_Problem 1_
Recast the lines in the records as a JSON list of strings, one string per line, leaving out blank lines. Start with the line containing "Dear assistant, the user would like the pink" and continue through the line containing "[153,205,194,250]", including both of those lines.

_Passage_
The next morning, 2 September 2019, he's still circling the point single-mindedly.
-- Don't let the cats out.

Today we're shifting Elke's paddleboard back to the other house across the lake. One of the Wavemaker boats has been thrashing around out here, but happily, it's just gone home for late-afternoon cocktails.

For the time being, the lake has been left to us and this flotilla of kayaks (and one float-boat passing by in the background, the crew enjoying their late-afternoon cocktails on the water).

It's a kilometre and a half paddle into a hearty breeze, but our paddler makes it look easy.

The kayakers have gathered to stare up at the eagles' nest.

Calmer waters in the lee of the point

We're off on a meticulous loosestrife survey of Tomahawk Bay, noting as we pedal along that some of the fallen trees have tipped over away from the lake instead of into it.

It's reminiscent of fallen trees in the Alps, where the thin soil cover brings up piles of rocks wrapped up in the root tangles.

Through the graveyard of old logs along the northern shore of Tomahawk Bay

A souvenir on the lake bottom -- some passing boater may have been listening to the news on his radio, and grew so angry that he threw his little American flag right into the lake.

'Deadheads', they're called

But no purple loosestrife at all, mercifully

Determination, and vigilance. Still no loosestrife.

Along the western shore of Tomahawk Bay -- there are only three cottages facing onto the Bay, and they're all here along the western shore.

Last summer we had one 300 horsepower outboard motor on the lake, as well as one 250-hp and one 200-hp, along with many 70s, 60s, 50s (and 25s, as at Mussent Point). This year, the one 300-hp has been upgraded to a 400-hp, which is taller than Cousin Rob.

That's a very powerful rating even for a sizable car -- and the boat even has its own fold-out diving board.

A Berkshire supreme, with a third pontoon to support the senselessly-powerful outboard motor.

_Problem 2_
Answer these questions about the lake passage:
(a) What date is given for the next morning?
(b) How long is the paddle into the breeze?
(c) How many cottages face onto Tomahawk Bay?

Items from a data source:

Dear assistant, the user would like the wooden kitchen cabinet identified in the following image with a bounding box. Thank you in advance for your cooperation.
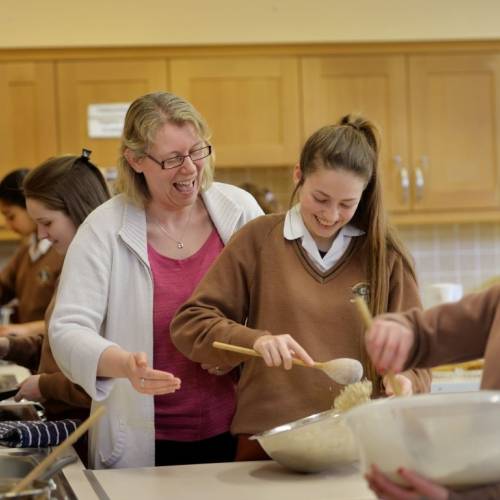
[57,59,167,167]
[409,54,500,212]
[302,56,409,210]
[0,61,58,178]
[302,54,500,223]
[170,57,301,167]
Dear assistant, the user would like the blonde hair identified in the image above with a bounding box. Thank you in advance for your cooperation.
[292,115,417,380]
[115,92,214,205]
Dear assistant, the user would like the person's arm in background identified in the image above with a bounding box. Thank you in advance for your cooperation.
[0,319,47,337]
[366,286,500,500]
[384,257,432,394]
[0,333,44,372]
[0,244,22,310]
[366,286,500,376]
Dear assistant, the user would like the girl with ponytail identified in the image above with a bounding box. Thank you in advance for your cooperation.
[171,116,430,460]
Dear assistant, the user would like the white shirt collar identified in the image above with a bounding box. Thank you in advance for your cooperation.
[283,204,365,272]
[28,233,52,262]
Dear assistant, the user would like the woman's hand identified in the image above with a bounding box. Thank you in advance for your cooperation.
[365,319,414,373]
[125,352,181,396]
[365,465,450,500]
[14,375,45,402]
[201,363,234,375]
[253,335,314,370]
[382,373,413,396]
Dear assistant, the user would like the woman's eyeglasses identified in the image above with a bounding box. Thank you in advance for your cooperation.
[145,145,212,170]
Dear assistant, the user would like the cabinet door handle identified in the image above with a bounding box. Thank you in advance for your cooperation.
[415,155,429,200]
[394,155,410,203]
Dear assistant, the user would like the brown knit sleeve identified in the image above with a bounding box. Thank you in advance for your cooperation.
[170,215,279,366]
[4,333,44,373]
[39,372,91,408]
[387,256,432,394]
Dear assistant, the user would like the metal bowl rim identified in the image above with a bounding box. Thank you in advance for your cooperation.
[249,408,340,439]
[345,390,500,420]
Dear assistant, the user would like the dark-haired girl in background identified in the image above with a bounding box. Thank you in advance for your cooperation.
[0,168,63,335]
[0,153,109,463]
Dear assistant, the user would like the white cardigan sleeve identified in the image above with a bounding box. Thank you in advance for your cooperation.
[49,223,116,401]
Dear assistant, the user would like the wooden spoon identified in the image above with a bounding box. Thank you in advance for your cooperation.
[212,341,363,385]
[8,406,106,495]
[354,297,402,396]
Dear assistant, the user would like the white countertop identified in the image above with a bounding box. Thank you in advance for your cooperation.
[81,461,375,500]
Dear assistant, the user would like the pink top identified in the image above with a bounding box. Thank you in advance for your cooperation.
[148,229,235,441]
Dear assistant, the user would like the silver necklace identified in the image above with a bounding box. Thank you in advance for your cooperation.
[153,205,194,250]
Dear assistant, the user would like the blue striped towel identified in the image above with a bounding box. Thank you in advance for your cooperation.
[0,419,80,448]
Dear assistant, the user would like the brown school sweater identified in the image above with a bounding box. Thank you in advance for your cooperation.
[0,243,63,323]
[385,285,500,500]
[5,294,90,420]
[171,214,430,434]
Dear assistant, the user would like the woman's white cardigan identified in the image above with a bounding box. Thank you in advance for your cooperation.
[49,183,262,468]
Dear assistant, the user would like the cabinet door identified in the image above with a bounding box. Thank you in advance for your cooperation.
[170,57,300,167]
[302,56,410,211]
[0,62,57,178]
[57,59,167,167]
[410,54,500,211]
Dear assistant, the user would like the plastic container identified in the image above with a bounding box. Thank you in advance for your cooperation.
[250,410,358,472]
[345,391,500,487]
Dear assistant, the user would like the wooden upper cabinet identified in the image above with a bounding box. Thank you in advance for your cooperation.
[170,56,301,167]
[409,54,500,212]
[0,62,57,177]
[57,59,167,167]
[302,56,410,211]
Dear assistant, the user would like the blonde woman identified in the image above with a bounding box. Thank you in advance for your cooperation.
[49,92,262,468]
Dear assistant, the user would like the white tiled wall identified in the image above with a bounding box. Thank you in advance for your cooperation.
[399,223,500,292]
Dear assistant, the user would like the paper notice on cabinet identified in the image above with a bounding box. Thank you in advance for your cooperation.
[87,102,130,139]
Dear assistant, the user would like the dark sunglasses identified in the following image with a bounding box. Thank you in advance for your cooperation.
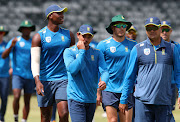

_Reply 1_
[
  "Dear assistant, the user would like the pink top identified in the image above with a bounding box. Thank you in advance for your cooperation.",
  "[148,229,235,441]",
  "Dear assistant, the user would like the silver necklace identified in the image above with a bounding box. Thank you in advance for your cooperation.",
  "[153,205,194,250]"
]

_Reply 2_
(a) 2 September 2019
(b) A kilometre and a half
(c) Three